TASK PROMPT: Show all lines from the listing below that contain "traffic".

======== EXERCISE INPUTS

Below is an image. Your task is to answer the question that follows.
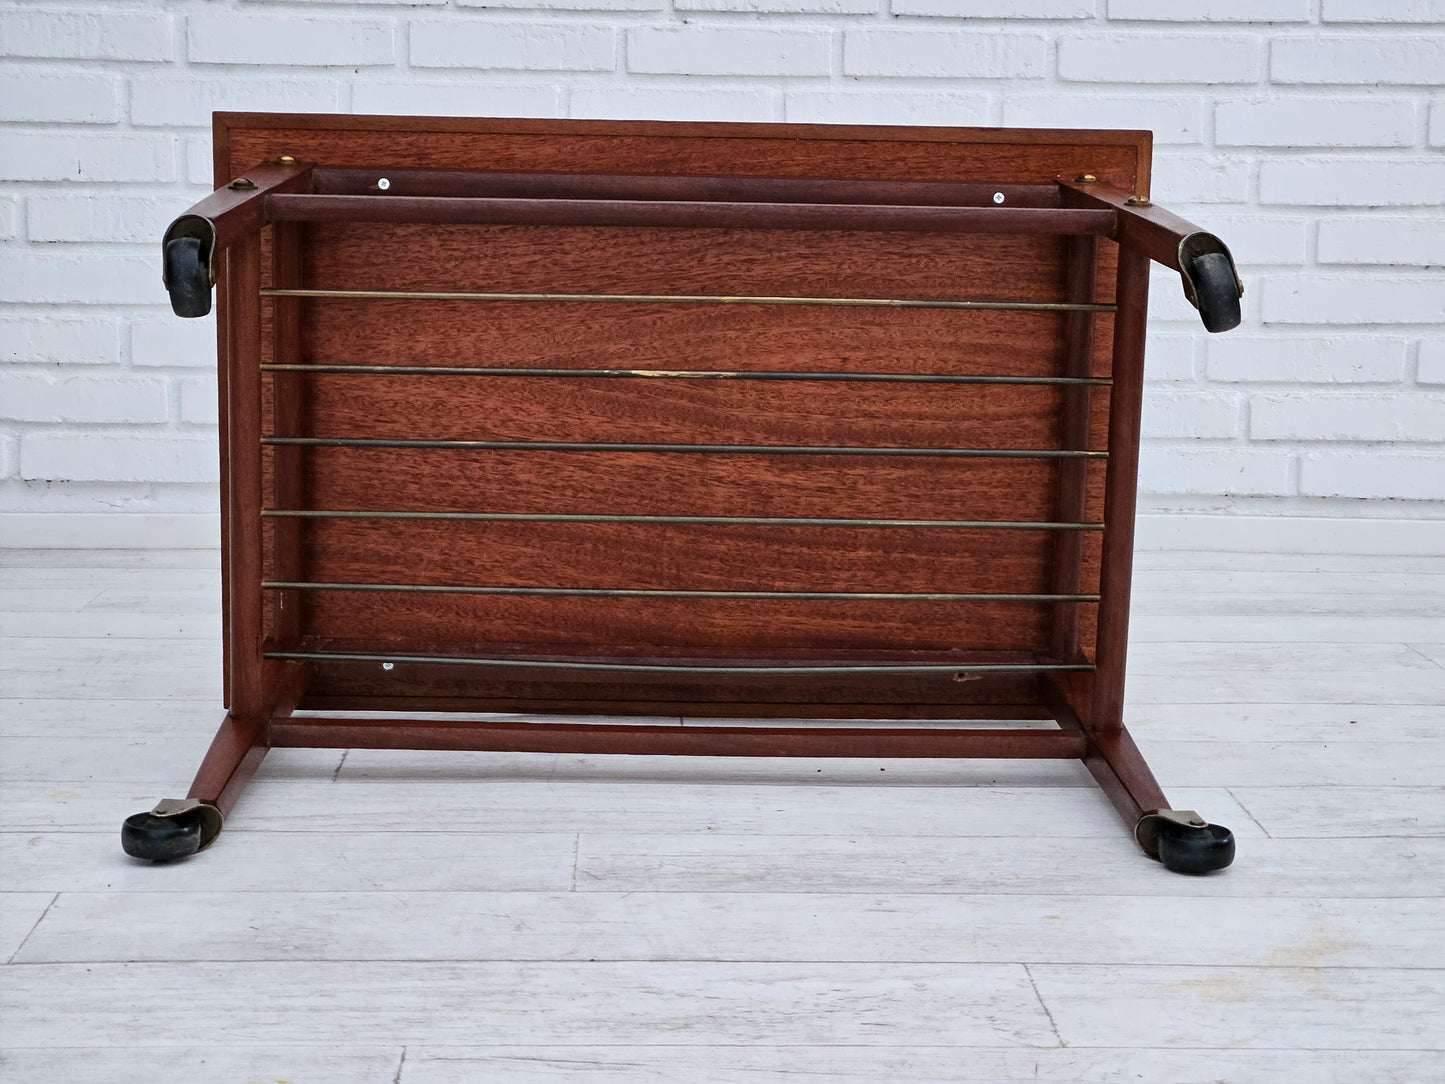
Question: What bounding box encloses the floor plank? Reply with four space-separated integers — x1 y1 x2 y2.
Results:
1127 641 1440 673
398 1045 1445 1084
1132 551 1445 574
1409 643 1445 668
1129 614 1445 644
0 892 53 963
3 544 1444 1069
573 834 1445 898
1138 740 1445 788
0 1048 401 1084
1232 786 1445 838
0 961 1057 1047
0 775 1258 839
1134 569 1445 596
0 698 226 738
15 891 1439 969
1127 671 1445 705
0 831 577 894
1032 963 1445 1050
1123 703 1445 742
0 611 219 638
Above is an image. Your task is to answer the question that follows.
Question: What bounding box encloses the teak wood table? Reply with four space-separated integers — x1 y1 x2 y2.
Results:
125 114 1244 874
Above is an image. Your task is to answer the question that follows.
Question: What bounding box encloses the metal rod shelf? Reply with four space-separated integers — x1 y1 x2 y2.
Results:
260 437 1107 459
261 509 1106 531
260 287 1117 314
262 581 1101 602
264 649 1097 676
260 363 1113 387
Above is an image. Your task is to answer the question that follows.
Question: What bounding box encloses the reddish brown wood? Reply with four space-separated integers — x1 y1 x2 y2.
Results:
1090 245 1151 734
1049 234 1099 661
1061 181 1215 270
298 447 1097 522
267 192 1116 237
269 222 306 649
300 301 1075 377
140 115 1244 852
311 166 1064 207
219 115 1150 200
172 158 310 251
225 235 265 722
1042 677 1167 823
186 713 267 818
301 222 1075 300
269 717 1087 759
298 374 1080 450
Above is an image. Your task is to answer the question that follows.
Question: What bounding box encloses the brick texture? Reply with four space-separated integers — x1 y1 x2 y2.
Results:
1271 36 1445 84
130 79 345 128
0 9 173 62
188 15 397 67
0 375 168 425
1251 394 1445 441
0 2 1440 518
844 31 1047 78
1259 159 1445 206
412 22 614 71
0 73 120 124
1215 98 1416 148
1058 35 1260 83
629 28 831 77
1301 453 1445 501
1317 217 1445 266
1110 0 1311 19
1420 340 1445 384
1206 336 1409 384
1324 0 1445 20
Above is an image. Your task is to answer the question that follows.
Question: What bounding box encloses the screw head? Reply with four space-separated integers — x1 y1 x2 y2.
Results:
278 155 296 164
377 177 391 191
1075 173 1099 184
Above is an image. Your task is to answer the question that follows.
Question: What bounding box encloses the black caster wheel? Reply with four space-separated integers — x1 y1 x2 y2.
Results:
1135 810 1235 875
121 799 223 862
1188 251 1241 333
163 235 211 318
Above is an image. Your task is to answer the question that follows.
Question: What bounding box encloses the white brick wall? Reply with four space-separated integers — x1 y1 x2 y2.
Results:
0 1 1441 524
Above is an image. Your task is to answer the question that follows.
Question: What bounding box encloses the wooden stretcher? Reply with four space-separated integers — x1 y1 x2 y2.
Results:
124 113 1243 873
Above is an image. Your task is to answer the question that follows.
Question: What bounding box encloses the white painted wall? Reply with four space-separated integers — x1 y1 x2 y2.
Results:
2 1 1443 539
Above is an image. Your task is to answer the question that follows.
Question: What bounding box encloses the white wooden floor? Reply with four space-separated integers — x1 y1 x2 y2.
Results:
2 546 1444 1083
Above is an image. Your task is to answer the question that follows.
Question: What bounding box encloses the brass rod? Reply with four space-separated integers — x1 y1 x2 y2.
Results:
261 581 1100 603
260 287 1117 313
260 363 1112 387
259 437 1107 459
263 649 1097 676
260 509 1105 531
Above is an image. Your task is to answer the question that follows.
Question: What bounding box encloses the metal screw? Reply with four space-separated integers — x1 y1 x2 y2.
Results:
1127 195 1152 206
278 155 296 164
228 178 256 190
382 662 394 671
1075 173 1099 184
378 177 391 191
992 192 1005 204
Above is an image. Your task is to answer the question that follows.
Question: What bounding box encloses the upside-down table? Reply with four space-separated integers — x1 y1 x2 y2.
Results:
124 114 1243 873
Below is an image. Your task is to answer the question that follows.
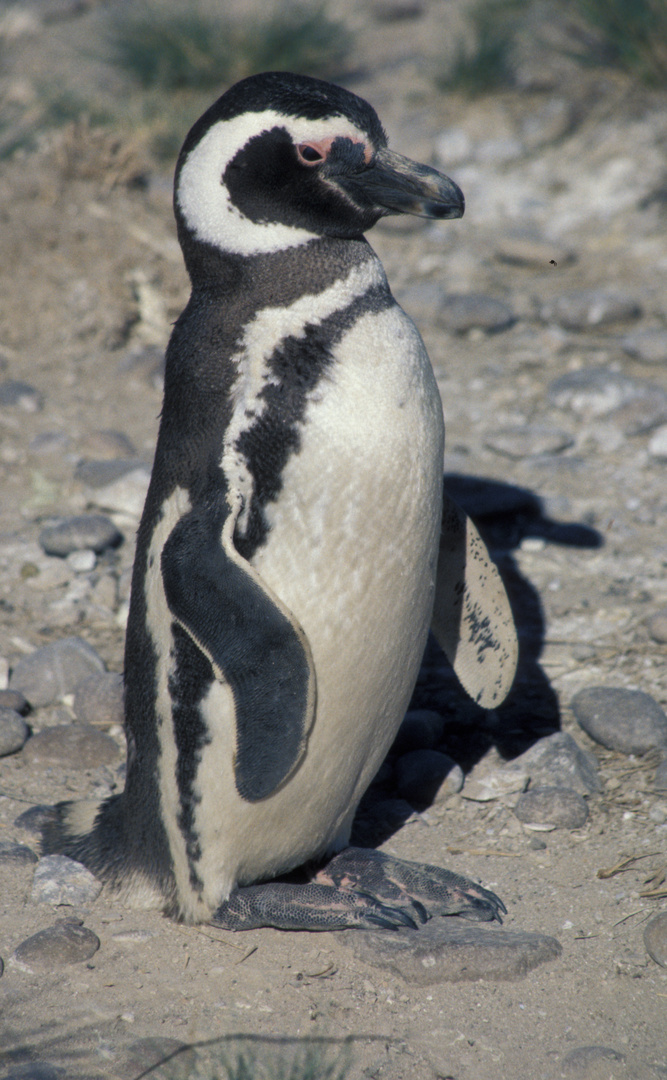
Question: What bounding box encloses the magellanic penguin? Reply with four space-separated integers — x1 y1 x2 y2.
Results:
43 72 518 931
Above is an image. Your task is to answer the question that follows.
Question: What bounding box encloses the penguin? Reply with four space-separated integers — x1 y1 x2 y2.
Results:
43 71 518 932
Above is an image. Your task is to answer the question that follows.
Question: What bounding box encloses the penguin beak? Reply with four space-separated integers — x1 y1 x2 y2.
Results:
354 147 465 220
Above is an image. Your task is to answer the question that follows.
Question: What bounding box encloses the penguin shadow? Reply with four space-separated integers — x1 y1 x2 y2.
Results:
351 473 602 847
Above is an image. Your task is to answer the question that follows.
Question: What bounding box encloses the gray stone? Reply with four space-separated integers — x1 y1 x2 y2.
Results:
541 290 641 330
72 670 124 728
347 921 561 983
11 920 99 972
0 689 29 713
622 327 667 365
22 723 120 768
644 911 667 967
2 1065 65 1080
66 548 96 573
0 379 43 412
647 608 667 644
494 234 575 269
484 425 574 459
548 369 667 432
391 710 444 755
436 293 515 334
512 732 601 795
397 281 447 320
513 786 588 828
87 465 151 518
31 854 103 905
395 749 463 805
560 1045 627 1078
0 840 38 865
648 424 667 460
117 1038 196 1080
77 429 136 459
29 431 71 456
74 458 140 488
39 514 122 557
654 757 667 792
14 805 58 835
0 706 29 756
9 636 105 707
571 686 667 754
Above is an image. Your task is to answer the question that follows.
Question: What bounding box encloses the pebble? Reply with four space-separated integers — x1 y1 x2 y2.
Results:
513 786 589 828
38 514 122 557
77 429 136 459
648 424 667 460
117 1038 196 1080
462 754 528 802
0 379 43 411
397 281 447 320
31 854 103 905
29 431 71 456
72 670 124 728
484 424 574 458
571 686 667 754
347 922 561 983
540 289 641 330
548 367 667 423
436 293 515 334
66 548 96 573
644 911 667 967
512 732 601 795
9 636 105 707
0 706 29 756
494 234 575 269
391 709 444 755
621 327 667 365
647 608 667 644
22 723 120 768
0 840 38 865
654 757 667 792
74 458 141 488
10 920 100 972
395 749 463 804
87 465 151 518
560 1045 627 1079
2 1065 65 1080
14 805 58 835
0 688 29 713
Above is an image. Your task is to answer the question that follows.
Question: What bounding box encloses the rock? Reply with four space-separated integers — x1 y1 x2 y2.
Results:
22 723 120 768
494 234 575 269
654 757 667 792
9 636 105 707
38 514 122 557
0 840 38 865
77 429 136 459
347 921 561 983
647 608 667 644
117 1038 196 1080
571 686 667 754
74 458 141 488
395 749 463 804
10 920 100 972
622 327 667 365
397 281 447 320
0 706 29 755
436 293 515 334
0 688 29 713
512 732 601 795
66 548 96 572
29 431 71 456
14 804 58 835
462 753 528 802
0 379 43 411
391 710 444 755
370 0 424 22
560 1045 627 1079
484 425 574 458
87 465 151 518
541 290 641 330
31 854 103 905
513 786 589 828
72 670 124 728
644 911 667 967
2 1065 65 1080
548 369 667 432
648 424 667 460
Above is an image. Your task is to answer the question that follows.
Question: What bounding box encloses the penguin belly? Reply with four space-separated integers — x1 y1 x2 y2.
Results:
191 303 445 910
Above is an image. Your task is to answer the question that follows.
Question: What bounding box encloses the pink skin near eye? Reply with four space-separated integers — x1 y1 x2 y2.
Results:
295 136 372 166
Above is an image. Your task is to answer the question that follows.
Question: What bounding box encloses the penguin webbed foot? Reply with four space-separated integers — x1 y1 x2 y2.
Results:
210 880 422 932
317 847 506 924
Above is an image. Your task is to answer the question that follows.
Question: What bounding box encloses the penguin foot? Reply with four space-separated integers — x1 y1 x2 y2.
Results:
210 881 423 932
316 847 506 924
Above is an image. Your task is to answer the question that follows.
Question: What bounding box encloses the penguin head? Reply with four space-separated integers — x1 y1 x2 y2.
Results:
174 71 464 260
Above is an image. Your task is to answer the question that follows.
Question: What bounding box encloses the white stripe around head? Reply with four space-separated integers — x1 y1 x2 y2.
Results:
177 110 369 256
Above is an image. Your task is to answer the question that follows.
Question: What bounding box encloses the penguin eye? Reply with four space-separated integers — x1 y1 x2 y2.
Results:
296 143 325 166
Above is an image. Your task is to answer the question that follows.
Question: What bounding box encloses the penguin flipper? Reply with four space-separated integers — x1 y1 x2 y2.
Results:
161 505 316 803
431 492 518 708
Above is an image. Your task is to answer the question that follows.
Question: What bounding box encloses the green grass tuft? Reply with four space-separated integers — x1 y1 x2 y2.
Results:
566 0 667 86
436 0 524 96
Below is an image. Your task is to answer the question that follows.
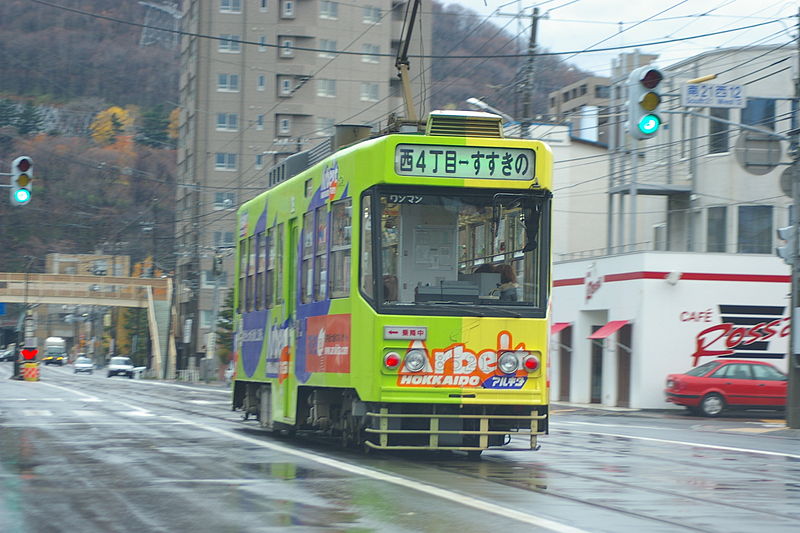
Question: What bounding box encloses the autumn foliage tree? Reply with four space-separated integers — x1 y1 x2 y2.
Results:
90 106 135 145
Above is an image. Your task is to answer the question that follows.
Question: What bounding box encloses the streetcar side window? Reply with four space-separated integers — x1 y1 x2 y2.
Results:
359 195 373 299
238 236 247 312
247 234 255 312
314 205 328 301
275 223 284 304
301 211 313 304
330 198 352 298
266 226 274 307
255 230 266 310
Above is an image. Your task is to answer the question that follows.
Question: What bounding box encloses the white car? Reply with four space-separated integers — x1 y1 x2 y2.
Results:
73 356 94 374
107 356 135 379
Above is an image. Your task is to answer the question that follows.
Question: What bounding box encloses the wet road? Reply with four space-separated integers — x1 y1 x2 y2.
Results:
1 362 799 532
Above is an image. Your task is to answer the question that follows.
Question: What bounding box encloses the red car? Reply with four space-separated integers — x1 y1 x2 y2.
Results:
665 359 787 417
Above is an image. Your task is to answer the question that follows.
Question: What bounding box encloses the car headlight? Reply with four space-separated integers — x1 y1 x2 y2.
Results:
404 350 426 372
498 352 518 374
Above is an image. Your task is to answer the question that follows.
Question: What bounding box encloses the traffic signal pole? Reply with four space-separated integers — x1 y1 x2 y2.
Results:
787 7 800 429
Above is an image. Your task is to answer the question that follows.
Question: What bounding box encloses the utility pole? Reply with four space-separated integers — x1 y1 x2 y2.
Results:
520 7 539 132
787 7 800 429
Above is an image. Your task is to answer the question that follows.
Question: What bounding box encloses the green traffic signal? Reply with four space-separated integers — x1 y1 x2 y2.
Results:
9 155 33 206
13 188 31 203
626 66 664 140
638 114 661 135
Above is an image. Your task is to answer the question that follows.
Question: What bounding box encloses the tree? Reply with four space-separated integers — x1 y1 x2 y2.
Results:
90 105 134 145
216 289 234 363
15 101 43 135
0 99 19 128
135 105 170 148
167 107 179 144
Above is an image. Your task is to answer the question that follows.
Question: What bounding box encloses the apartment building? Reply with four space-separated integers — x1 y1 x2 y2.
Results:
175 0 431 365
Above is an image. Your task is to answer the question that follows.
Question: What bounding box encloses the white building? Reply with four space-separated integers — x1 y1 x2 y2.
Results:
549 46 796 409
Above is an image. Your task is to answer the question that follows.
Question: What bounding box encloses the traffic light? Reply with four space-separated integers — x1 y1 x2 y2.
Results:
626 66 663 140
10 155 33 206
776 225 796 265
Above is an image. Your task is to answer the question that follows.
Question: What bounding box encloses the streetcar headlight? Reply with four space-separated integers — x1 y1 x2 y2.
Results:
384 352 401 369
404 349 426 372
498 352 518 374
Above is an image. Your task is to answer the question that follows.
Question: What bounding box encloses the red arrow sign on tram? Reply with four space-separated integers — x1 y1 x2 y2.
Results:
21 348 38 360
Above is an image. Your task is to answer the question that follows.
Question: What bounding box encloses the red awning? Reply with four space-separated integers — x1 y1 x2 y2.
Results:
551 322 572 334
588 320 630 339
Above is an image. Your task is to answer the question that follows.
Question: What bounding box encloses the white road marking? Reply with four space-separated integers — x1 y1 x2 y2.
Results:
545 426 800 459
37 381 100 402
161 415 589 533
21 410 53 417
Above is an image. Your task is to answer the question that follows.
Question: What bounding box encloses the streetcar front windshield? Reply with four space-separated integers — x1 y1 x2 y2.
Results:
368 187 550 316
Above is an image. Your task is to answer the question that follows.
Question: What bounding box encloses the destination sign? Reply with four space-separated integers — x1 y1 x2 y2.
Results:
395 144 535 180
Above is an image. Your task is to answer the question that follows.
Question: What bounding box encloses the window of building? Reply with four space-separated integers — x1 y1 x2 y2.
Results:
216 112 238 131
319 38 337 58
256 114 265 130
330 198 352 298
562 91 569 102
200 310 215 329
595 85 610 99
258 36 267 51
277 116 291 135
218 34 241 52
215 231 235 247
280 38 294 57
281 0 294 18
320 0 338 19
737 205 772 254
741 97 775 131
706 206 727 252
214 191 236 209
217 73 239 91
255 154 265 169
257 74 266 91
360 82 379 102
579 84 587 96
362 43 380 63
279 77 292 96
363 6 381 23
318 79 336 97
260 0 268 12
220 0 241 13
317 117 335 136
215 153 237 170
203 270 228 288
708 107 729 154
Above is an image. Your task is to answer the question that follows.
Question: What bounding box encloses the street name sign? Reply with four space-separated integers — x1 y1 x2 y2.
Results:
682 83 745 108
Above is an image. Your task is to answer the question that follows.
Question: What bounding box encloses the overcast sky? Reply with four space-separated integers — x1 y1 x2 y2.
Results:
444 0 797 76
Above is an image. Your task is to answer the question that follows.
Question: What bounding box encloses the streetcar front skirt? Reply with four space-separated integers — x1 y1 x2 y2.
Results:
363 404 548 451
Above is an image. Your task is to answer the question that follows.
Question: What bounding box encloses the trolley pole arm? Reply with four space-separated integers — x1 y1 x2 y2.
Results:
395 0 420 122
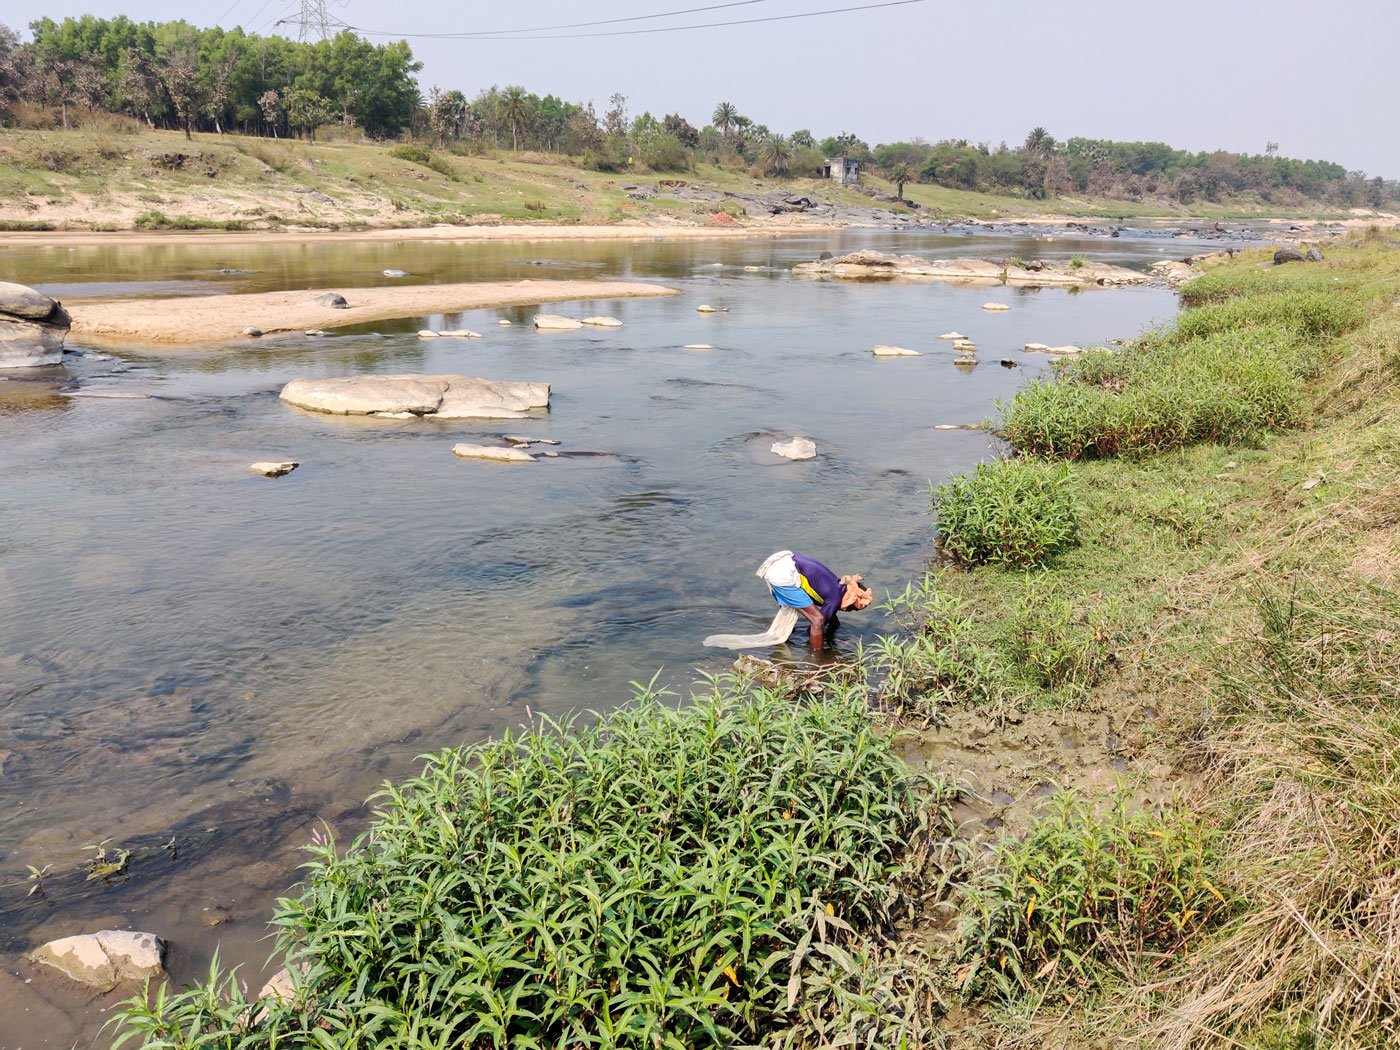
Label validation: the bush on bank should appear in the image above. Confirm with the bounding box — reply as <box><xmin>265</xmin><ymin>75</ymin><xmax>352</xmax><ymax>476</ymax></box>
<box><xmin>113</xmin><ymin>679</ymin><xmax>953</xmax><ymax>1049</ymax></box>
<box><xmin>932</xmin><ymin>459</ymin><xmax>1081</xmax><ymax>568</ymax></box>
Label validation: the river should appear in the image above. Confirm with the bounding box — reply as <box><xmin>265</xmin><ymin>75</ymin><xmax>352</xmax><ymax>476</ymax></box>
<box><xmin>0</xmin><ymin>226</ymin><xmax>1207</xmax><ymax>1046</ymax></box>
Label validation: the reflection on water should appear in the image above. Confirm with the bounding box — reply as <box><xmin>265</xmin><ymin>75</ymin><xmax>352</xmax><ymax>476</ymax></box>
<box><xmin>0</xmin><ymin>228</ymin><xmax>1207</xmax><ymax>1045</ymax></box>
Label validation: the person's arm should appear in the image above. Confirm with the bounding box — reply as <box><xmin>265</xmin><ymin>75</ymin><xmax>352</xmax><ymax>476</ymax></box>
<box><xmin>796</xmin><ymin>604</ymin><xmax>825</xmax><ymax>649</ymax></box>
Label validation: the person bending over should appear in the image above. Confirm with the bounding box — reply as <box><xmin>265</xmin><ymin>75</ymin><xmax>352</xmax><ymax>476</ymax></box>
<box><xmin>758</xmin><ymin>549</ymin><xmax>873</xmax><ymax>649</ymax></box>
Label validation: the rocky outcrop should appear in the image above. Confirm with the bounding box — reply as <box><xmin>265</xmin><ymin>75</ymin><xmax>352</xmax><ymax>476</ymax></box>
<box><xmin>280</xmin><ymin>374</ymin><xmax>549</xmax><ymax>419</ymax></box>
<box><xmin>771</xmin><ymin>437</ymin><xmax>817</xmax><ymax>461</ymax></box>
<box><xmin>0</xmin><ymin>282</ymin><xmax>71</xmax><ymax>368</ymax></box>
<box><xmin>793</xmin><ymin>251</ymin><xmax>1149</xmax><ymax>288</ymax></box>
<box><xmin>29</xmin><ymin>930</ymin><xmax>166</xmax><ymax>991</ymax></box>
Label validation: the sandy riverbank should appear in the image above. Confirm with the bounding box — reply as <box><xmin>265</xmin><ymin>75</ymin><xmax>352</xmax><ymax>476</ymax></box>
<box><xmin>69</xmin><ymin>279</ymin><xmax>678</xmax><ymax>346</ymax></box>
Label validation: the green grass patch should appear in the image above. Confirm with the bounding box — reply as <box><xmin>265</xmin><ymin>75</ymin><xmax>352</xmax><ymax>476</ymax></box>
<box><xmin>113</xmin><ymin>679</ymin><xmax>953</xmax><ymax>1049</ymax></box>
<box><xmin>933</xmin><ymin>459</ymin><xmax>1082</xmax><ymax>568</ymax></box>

================

RESPONSE BOX:
Question: What bounding box encloses the traffic signal pole? Reply with four space-separated integers — x1 y1 x2 y2.
Question: What bounding box encloses the green traffic signal? Reply with four space-separated integers — x1 y1 x2 y2.
Question: What bounding box encloses the traffic light? Reply with four space-separated integers — x1 y1 x2 y2.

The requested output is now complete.